--- WHAT THIS TASK INVOLVES ---
Although the entries contain pictures, only their text goes into the copy, set down exactly.

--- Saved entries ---
───
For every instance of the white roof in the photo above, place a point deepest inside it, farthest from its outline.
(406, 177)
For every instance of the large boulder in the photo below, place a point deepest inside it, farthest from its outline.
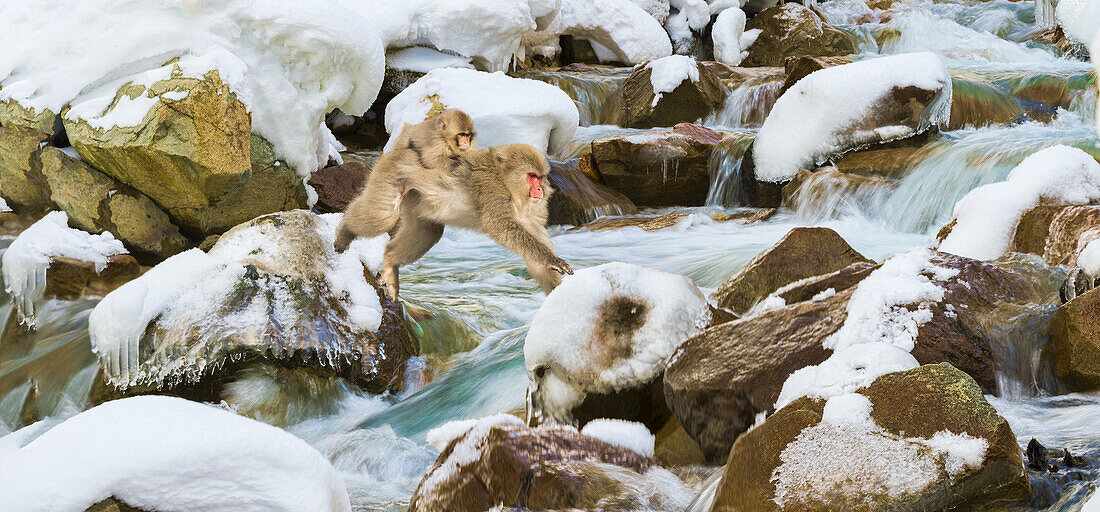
(96, 202)
(666, 167)
(917, 439)
(270, 291)
(193, 152)
(578, 199)
(719, 380)
(1076, 341)
(803, 252)
(498, 461)
(791, 30)
(693, 93)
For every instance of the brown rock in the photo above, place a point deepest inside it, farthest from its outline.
(1076, 341)
(689, 101)
(802, 253)
(790, 30)
(910, 404)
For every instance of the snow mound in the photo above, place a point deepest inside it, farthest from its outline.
(668, 73)
(730, 40)
(832, 110)
(622, 28)
(162, 453)
(986, 218)
(607, 328)
(26, 260)
(884, 313)
(832, 457)
(629, 435)
(265, 283)
(505, 110)
(289, 62)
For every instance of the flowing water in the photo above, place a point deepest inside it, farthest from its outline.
(470, 302)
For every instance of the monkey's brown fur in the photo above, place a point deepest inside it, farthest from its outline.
(421, 156)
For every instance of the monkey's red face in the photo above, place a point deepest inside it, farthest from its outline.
(535, 182)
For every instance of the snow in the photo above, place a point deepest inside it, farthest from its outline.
(1079, 19)
(424, 60)
(987, 217)
(831, 459)
(26, 260)
(288, 62)
(668, 73)
(730, 40)
(878, 335)
(162, 453)
(190, 289)
(505, 110)
(817, 117)
(623, 28)
(630, 435)
(562, 334)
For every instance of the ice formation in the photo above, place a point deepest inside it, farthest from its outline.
(668, 73)
(584, 355)
(196, 301)
(884, 313)
(289, 63)
(624, 29)
(161, 453)
(833, 458)
(826, 111)
(629, 435)
(730, 40)
(28, 258)
(986, 218)
(506, 110)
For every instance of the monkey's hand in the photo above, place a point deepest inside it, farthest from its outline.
(560, 265)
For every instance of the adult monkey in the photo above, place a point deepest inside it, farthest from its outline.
(414, 161)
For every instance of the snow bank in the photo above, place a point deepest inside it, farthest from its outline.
(629, 435)
(832, 458)
(826, 111)
(730, 40)
(161, 453)
(505, 110)
(26, 260)
(884, 313)
(188, 295)
(620, 26)
(572, 338)
(668, 73)
(289, 62)
(987, 217)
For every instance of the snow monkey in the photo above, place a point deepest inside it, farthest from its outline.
(416, 156)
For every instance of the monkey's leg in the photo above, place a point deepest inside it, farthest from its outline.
(413, 239)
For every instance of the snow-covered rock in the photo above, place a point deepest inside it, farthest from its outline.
(624, 322)
(730, 40)
(505, 110)
(625, 30)
(274, 289)
(28, 259)
(288, 62)
(162, 453)
(846, 107)
(986, 218)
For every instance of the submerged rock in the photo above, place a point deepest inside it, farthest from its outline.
(1076, 341)
(791, 30)
(272, 290)
(659, 169)
(498, 461)
(917, 439)
(607, 359)
(801, 253)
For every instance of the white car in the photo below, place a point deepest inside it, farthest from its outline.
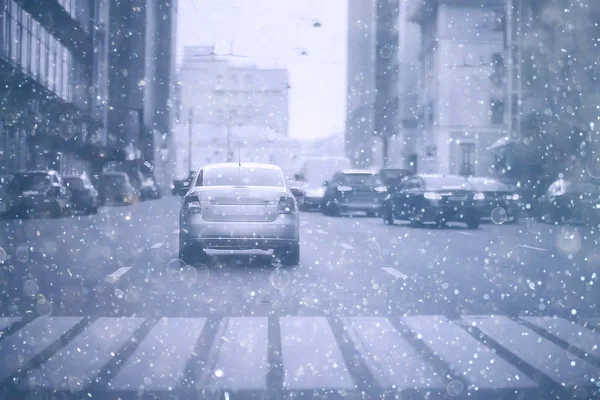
───
--- RESULT ---
For every instance of the white roof in the photo above, place a point deepest inside it, farthest from its outline.
(406, 177)
For every instance of the large boulder in the photo below, place a point deepest inside it, farthest from its outline.
(96, 202)
(666, 167)
(917, 439)
(270, 291)
(193, 152)
(578, 199)
(719, 380)
(1076, 341)
(803, 252)
(498, 461)
(791, 30)
(693, 93)
For every instance of the brown rock in the photo above, place a point deepest inside it, farthest from its outline.
(1076, 341)
(689, 101)
(802, 253)
(790, 30)
(910, 404)
For every instance of the snow mound in the photo above, place a point deepest inside it, farthest from its outline.
(668, 73)
(730, 40)
(832, 110)
(622, 28)
(162, 453)
(986, 218)
(607, 328)
(26, 260)
(884, 313)
(832, 457)
(629, 435)
(265, 283)
(505, 110)
(289, 62)
For every instance of the flowing water in the photo above, place a point deepest inside it, farthest from its outline.
(470, 302)
For every instance of the monkey's brown fur in the photo above, place a point deepest inside it, farthest from its outline.
(421, 156)
For every instance of the monkey's red face in the photo above, place a point deepest inside it, farthest from its outline.
(535, 182)
For every instance of the snow in the photo above, place a point deepest inside it, farthest from its outline.
(1079, 19)
(424, 60)
(987, 217)
(831, 459)
(26, 260)
(288, 62)
(668, 73)
(730, 40)
(878, 335)
(162, 453)
(190, 289)
(505, 110)
(817, 117)
(623, 28)
(630, 435)
(562, 334)
For every instance of the ice formation in the photo above, place a point deepest inside it, farthest from its outline.
(668, 73)
(584, 355)
(196, 301)
(884, 313)
(289, 63)
(624, 29)
(161, 453)
(833, 458)
(826, 111)
(629, 435)
(730, 40)
(28, 258)
(986, 218)
(506, 110)
For every instance of the monkey's hand in the photo above, place a point deepest inside it, farthest from its outline.
(560, 265)
For every instance of the adult monkey in the photo above, place a point deepest inside it, farthest from its outline.
(414, 161)
For every instance of the snow bank in the photo above, place a point deepest inside it, farthest from its outline.
(629, 435)
(832, 458)
(826, 111)
(730, 40)
(161, 453)
(505, 110)
(26, 260)
(884, 313)
(188, 295)
(620, 26)
(572, 338)
(668, 73)
(289, 62)
(987, 217)
For every instance of the snow monkey in the photo above, place a point deepest inside it, farthest from its outline.
(416, 156)
For every instance of the monkey's leg in the photo above, place a point deepest inside it, farthest from its outline.
(413, 239)
For every instance of the snow-covered rock in the photo above, place a point deepest inside it, farthest from its outline.
(624, 322)
(730, 40)
(505, 110)
(625, 30)
(274, 289)
(28, 259)
(288, 62)
(162, 453)
(846, 107)
(986, 218)
For every instance of the submerged rock in the photo above, place a point deepest inside it, farthest from its outline.
(1076, 341)
(791, 30)
(272, 290)
(659, 169)
(498, 461)
(917, 439)
(607, 359)
(801, 253)
For every instance of the white car in the photo below, place a point deepest inside it, farthest from its outline.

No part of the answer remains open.